CHAOS test ,sleep and pnp IO Before and after tests failed

Hi all,
I am doing WHQL for pci device. and i am left over with two test cases. they are CHAOS test and Sleep and PnP(Disable and Enable) IO Before and after tests. these two tests were giving the same error . The BSOD happening with the two tests. here i am putting the analysed dump data. you can go through it.

WHEA_UNCORRECTABLE_ERROR (124)
A fatal hardware error has occurred. Parameter 1 identifies the type of error
source that reported the error. Parameter 2 holds the address of the
WHEA_ERROR_RECORD structure that describes the error conditon.
Arguments:
Arg1: 0000000000000005, Generic Error
Arg2: fffffa800e354028, Address of the WHEA_ERROR_RECORD structure.
Arg3: 0000000000000000
Arg4: 0000000000000000

Debugging Details:

BUGCHECK_STR: 0x124_GenuineIntel

DEFAULT_BUCKET_ID: WIN8_DRIVER_FAULT

PROCESS_NAME: watchdogmgr.ex

CURRENT_IRQL: f

STACK_COMMAND: kb

FOLLOWUP_NAME: MachineOwner

MODULE_NAME: GenuineIntel

IMAGE_NAME: GenuineIntel

DEBUG_FLR_IMAGE_TIMESTAMP: 0

FAILURE_BUCKET_ID: 0x124_GenuineIntel_VRF_PCIEXPRESS

BUCKET_ID: 0x124_GenuineIntel_VRF_PCIEXPRESS

Followup: MachineOwner

10: kd> ! errrec fffffa800e354028

Common Platform Error Record @ fffffa800e354028

Record Id : 01cf6ddc4f631b93
Severity : Fatal (1)
Length : 408
Creator : Microsoft
Notify Type : Generic
Timestamp : 5/12/2014 12:43:02 (UTC)

Given request a ->
Transcribe everything in the forum post about the failed WHQL tests from "Followup: MachineOwner" down to "5/12/2014 12:43:02 (UTC)".

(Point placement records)
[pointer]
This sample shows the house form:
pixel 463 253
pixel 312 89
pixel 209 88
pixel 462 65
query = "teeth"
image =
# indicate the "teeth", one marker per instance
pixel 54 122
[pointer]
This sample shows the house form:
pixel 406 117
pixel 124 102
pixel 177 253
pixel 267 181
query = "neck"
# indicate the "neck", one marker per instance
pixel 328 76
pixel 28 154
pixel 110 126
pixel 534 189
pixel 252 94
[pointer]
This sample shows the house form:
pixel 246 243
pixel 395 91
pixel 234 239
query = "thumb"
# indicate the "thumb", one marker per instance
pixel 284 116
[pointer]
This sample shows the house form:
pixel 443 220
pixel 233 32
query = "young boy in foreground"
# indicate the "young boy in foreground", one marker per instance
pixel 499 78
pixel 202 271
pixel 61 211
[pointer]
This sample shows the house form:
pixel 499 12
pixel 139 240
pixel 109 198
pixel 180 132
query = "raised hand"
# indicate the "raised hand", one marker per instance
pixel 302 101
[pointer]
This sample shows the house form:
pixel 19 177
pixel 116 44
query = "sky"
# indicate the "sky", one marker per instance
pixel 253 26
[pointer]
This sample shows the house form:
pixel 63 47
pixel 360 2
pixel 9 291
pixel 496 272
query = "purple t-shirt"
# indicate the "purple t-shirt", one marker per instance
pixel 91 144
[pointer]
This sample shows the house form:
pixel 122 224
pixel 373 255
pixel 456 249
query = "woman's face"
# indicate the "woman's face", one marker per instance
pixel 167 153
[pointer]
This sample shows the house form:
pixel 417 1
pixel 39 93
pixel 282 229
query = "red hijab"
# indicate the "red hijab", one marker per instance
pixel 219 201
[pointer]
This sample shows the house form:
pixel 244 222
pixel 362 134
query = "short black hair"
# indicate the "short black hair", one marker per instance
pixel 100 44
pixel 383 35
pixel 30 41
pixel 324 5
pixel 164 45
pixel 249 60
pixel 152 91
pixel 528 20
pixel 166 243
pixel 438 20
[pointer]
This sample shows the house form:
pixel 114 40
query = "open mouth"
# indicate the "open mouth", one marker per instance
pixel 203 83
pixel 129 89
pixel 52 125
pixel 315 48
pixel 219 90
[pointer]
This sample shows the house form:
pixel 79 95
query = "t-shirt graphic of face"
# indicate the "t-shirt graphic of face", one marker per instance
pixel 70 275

Given request b ->
Restate word for word everything in the point placement records from their first line down to the line containing "pixel 253 26", with both ends included.

Task response a ->
Followup: MachineOwner

10: kd> ! errrec fffffa800e354028

Common Platform Error Record @ fffffa800e354028

Record Id : 01cf6ddc4f631b93
Severity : Fatal (1)
Length : 408
Creator : Microsoft
Notify Type : Generic
Timestamp : 5/12/2014 12:43:02 (UTC)

Task response b ->
[pointer]
This sample shows the house form:
pixel 463 253
pixel 312 89
pixel 209 88
pixel 462 65
query = "teeth"
image =
# indicate the "teeth", one marker per instance
pixel 54 122
[pointer]
This sample shows the house form:
pixel 406 117
pixel 124 102
pixel 177 253
pixel 267 181
query = "neck"
# indicate the "neck", one marker per instance
pixel 328 76
pixel 28 154
pixel 110 126
pixel 534 189
pixel 252 94
[pointer]
This sample shows the house form:
pixel 246 243
pixel 395 91
pixel 234 239
query = "thumb"
# indicate the "thumb", one marker per instance
pixel 284 116
[pointer]
This sample shows the house form:
pixel 443 220
pixel 233 32
query = "young boy in foreground"
# indicate the "young boy in foreground", one marker per instance
pixel 499 78
pixel 202 271
pixel 61 211
[pointer]
This sample shows the house form:
pixel 499 12
pixel 139 240
pixel 109 198
pixel 180 132
query = "raised hand"
# indicate the "raised hand", one marker per instance
pixel 302 101
[pointer]
This sample shows the house form:
pixel 19 177
pixel 116 44
query = "sky"
# indicate the "sky", one marker per instance
pixel 253 26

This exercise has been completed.